• [WRITTEN EXERCISE]: Turn every one of the entries below into a numbered list, skipping blank lines. Leave the pictures out of your answer.

• [SUPPLIED RECORDS]:

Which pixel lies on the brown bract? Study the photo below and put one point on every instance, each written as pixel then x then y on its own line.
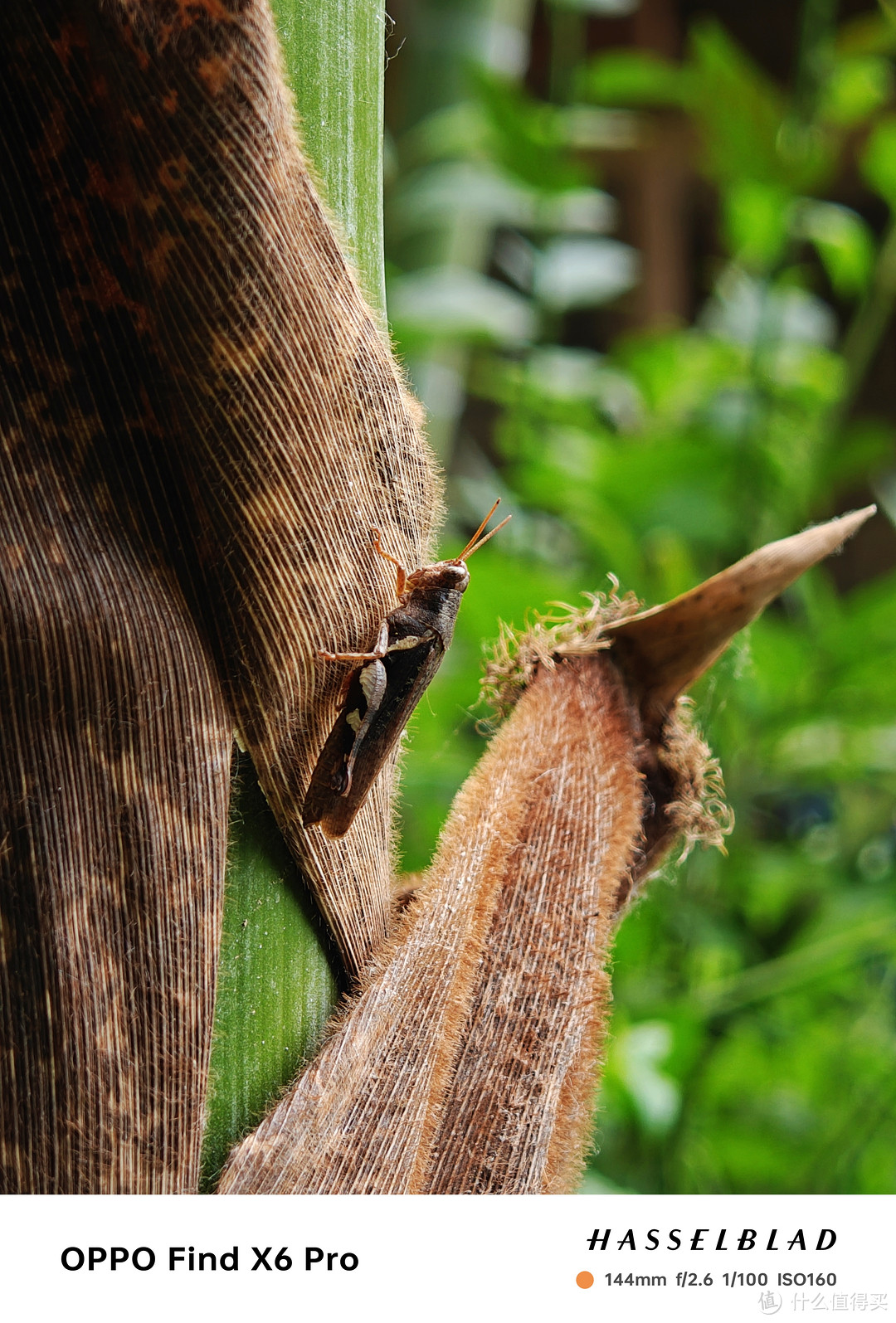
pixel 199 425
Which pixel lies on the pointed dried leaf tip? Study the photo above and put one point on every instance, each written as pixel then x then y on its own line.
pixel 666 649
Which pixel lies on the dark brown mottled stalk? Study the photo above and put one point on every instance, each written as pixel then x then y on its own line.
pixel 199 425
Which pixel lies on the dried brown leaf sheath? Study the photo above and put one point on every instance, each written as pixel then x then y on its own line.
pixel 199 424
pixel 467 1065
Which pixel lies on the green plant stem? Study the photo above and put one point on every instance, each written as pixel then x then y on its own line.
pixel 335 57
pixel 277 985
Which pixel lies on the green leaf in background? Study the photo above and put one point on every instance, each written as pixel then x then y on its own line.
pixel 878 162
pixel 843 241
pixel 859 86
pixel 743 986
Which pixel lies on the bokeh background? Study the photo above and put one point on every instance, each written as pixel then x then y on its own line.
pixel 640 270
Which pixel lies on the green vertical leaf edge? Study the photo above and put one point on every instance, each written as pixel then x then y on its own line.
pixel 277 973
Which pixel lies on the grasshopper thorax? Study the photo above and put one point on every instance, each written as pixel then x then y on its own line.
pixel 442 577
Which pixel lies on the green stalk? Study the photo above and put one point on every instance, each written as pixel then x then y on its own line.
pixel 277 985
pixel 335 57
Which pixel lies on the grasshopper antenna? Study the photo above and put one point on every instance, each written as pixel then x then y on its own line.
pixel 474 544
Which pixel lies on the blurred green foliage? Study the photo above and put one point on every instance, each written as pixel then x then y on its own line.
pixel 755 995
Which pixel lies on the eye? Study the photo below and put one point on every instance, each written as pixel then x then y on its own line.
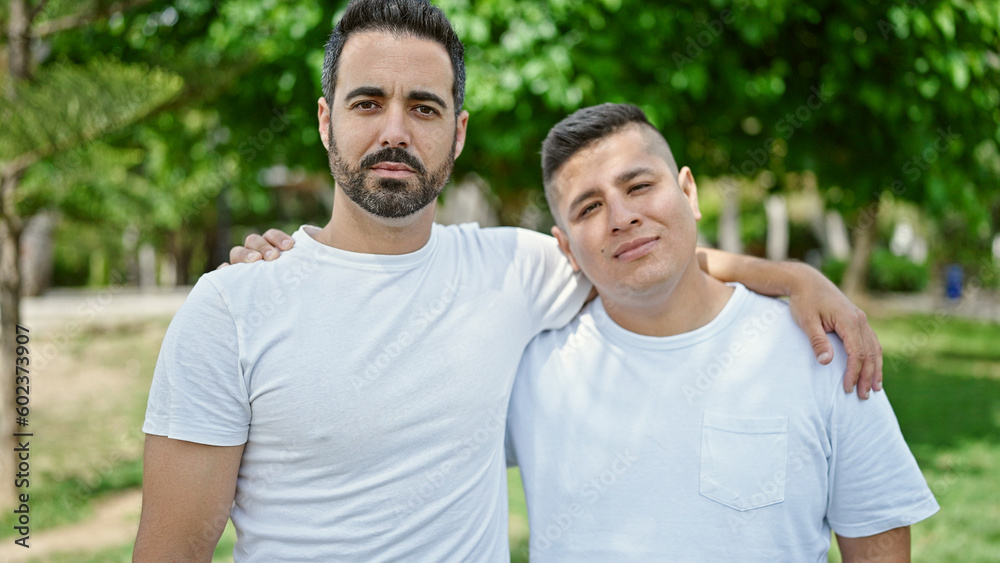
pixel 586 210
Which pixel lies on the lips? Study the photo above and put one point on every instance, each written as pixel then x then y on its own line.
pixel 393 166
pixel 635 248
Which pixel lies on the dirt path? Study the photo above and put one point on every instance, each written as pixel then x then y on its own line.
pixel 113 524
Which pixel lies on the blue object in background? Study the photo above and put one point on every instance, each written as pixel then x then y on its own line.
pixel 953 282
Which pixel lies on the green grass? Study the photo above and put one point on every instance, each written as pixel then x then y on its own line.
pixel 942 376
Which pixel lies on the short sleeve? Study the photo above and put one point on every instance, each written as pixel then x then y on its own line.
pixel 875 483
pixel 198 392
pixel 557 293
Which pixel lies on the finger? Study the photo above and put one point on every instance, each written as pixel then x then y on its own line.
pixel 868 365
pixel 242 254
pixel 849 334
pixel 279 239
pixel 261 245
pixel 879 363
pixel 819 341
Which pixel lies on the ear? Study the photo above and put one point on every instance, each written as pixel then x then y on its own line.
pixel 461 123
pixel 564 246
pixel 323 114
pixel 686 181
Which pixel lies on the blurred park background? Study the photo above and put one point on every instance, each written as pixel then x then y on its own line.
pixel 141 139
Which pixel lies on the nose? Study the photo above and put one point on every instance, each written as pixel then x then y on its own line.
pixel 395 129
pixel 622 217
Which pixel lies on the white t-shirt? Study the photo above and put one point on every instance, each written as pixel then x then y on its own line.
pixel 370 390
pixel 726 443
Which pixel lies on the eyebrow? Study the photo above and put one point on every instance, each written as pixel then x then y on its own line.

• [FULL SOLUTION]:
1. Which pixel lies on the brown bract? Study the photo below and put one point on every instance, each written as pixel then x then y on its own line.
2. pixel 199 425
3. Which pixel lies on the pointed dried leaf tip? Study the photo above and put one point on every instance, each written as pixel then x then y on its own line.
4. pixel 666 649
5. Which pixel lies on the dark brown mottled stalk? Study the photo above and put one point on every instance, each written as pixel then x then y on its own line.
6. pixel 199 425
7. Which pixel lies on the dried brown leaf sheath? Study the photo above and put one point on every instance, each written as pixel then x then y on its own line.
8. pixel 199 424
9. pixel 467 1065
10. Which pixel lies on the green plant stem? Study the photo above and put one point on every instance, each written as pixel then x then y on its own line.
11. pixel 335 57
12. pixel 277 985
13. Which pixel lies on the green leaf in background? Study the photo above and put one point on every instance, each written as pixel then x then y on its own line.
14. pixel 878 162
15. pixel 843 241
16. pixel 859 86
17. pixel 743 986
18. Which pixel lies on the bokeh background? Study the photo above and put one point on every instance, each written as pixel then x then y on its own line.
19. pixel 640 270
20. Which pixel lies on the green vertical leaf edge? Study the photo above and put one point on every instance, each written as pixel then x then y on its own line.
21. pixel 277 973
22. Which pixel lies on the grasshopper thorax? Study the photo above and put one point on every instance, each written as pixel then x then y on its own line.
23. pixel 442 577
24. Which pixel lies on the green stalk? Study the photo above and put one point on every instance, each written as pixel then x then y on its own line.
25. pixel 277 985
26. pixel 335 57
27. Which pixel lies on the grasshopper antenna? Study the photo above and put one point on every instance, each written as pixel then x then y on its own line.
28. pixel 474 544
29. Which pixel lies on the blurred green foliage? Study the photo above and put one point on every instance, each written as pixel then x then y on its own line.
30. pixel 755 995
31. Which pixel lies on the eye? Study the photo below and put one point on every instance, each written as pixel then x then y on its own line.
32. pixel 586 210
33. Which pixel lies on the lips? Study the photo above and put one point on every instance, each written as pixel then x then y on its own line.
34. pixel 393 166
35. pixel 635 248
36. Which pixel lies on the dirt path? Study the photo above and put one point on every instance, each written as pixel then x then y on its own line.
37. pixel 113 524
38. Which pixel lies on the blue object in background? Study the photo above and put one point on every instance, each written as pixel then x then y on its own line.
39. pixel 953 282
40. Which pixel lies on the green grass? Study the photo above and put one point on every instance, each written as pixel then x then y on its own line.
41. pixel 942 376
42. Which pixel lies on the short sleeve? Study the photo above and put one point on every instance, each written as pixel then x then y on its own line.
43. pixel 875 483
44. pixel 198 392
45. pixel 557 293
46. Which pixel lies on the finger? Study the photo above and put one point on every instance, each written as pixel then x then y on its own line.
47. pixel 868 365
48. pixel 242 254
49. pixel 849 334
50. pixel 279 239
51. pixel 261 245
52. pixel 879 363
53. pixel 819 341
54. Which pixel lies on the ear? Study the photo above and put one point on every instance, each written as pixel then x then y on its own line.
55. pixel 461 123
56. pixel 564 246
57. pixel 323 114
58. pixel 686 181
59. Which pixel lies on the blurred park background? Study the photo above and put one point on every instance, each written as pixel then x then y on its own line.
60. pixel 141 139
61. Which pixel lies on the nose? Study the photo above and put one point on every instance, each written as pixel then x then y on its own line.
62. pixel 395 129
63. pixel 622 217
64. Which pixel lies on the white t-shirt? Study the photo above and put one point on every instance, each written as pixel then x then y on its own line.
65. pixel 370 390
66. pixel 726 443
67. Which pixel lies on the eyebrow? Study the photo above and put one point on every instance, each written as pixel then x then y on its own line.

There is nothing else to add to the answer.